_Written instruction 1_: Decide whether each of the following statements agrees with the magnetic resonance text, answering yes or no and quoting the deciding words of the text exactly: (a) the coupling of spin and orbital angular momentum produces the fine structure of the spectra; (b) the splitting is identical for all levels; (c) observing ESR in the microwave region is described as simple and inexpensive.
_Written instruction 2_: Reproduce the portion of the magnetic resonance text starting with "Experimental Technique" and going on through "every post-graduate laboratory.".

_Extract_:
_ _ _
Elementary Magnetic Resonance
We know that the intrinsic angular momentum (spin) of the electron S – couples with the orbital angular momentum of the electron L– to give a resultant J – and this coupling gives rise to the ‘fine structure’ of the spectra. Further, under the influence of an external magnetic field (H) each of the level will split into (2j+1) sublevels (Zeeman effect) and the splitting of a level will be

∆E = (gμ0H)mj
where μ0 is the Bhor magneton, g is the Lande’ g-factor and mj is the magnetic quantum number. As can be seen, the splitting is not same for all levels; it depends on the J and L of the level (s=1⁄2 always for one electron). However, the sublevels will split equally by an amount
∆E = gμ0H or = hν0
where ν0 is the frequency of the system. Now if the electron is subjected to a perturbation by an oscillating magnetic field with its direction perpendicular to the static magnetic field and its frequency ν1 such that the quantum hν1 is equal to E=hν0, we say that there is a resonance between ν1 and ν0. This will induce transition between neighbouring sublevels (mj = ±1) and in turn will absorb energy from oscillating field. Thus, at resonance, we get a peak due to the absorption of energy by the system.


Experimental Technique
If we consider a free electron and substitute the proper value of constants in the equation: g = 2.00, μ0 = 0.927X1020 erg/gauss & h = 6.625 X l0-27 erg sec, we get
ν0/H0 = 2.8MHz/gauss
That is ESR can be observed at radio frequencies in a magnetic field of a few gauss or in the microwave region in a magnetic field of a few kilogauss. The latter alternate has many advantages: improved signal-to-noise ratio, high resolution etc. and is always preferred for accurate work, though it is very sophisticated and expensive. However, if the basic understanding of the subject is the main criteria as is usually the requirement of class room experiments, the observation of ESR in low magnetic field and in a radio frequency region makes it a lot simple, inexpensive and within the reach of every post-graduate laboratory.
_ _ _
_Records provided_:
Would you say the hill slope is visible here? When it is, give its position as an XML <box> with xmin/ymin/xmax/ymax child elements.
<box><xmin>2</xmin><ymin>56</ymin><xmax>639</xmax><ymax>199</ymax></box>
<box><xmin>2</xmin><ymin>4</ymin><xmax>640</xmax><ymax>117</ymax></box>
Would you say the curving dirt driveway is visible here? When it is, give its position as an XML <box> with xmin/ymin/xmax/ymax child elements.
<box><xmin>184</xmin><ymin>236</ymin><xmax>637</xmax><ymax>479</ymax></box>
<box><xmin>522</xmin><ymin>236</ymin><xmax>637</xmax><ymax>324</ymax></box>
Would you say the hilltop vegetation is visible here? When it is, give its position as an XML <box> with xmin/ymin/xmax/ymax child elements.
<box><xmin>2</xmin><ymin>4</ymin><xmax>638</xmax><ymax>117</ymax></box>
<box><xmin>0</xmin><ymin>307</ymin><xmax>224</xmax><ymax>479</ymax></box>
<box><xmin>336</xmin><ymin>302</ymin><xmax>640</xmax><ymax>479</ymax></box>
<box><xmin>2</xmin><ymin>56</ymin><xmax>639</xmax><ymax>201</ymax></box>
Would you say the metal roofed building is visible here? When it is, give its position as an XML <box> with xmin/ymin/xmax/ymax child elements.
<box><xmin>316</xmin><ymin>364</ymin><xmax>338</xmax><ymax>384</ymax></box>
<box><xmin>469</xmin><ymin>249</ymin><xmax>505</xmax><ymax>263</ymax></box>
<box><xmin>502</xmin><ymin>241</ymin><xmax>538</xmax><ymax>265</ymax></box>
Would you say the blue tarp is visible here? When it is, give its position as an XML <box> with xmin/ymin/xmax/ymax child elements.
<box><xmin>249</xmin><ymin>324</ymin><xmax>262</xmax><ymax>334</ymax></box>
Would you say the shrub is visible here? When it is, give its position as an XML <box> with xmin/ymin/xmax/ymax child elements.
_ _ _
_Correct response 1_:
(a) Yes: "this coupling gives rise to the ‘fine structure’ of the spectra"
(b) No: "the splitting is not same for all levels"
(c) No: "though it is very sophisticated and expensive"

_Correct response 2_:
Experimental Technique
If we consider a free electron and substitute the proper value of constants in the equation: g = 2.00, μ0 = 0.927X1020 erg/gauss & h = 6.625 X l0-27 erg sec, we get
ν0/H0 = 2.8MHz/gauss
That is ESR can be observed at radio frequencies in a magnetic field of a few gauss or in the microwave region in a magnetic field of a few kilogauss. The latter alternate has many advantages: improved signal-to-noise ratio, high resolution etc. and is always preferred for accurate work, though it is very sophisticated and expensive. However, if the basic understanding of the subject is the main criteria as is usually the requirement of class room experiments, the observation of ESR in low magnetic field and in a radio frequency region makes it a lot simple, inexpensive and within the reach of every post-graduate laboratory.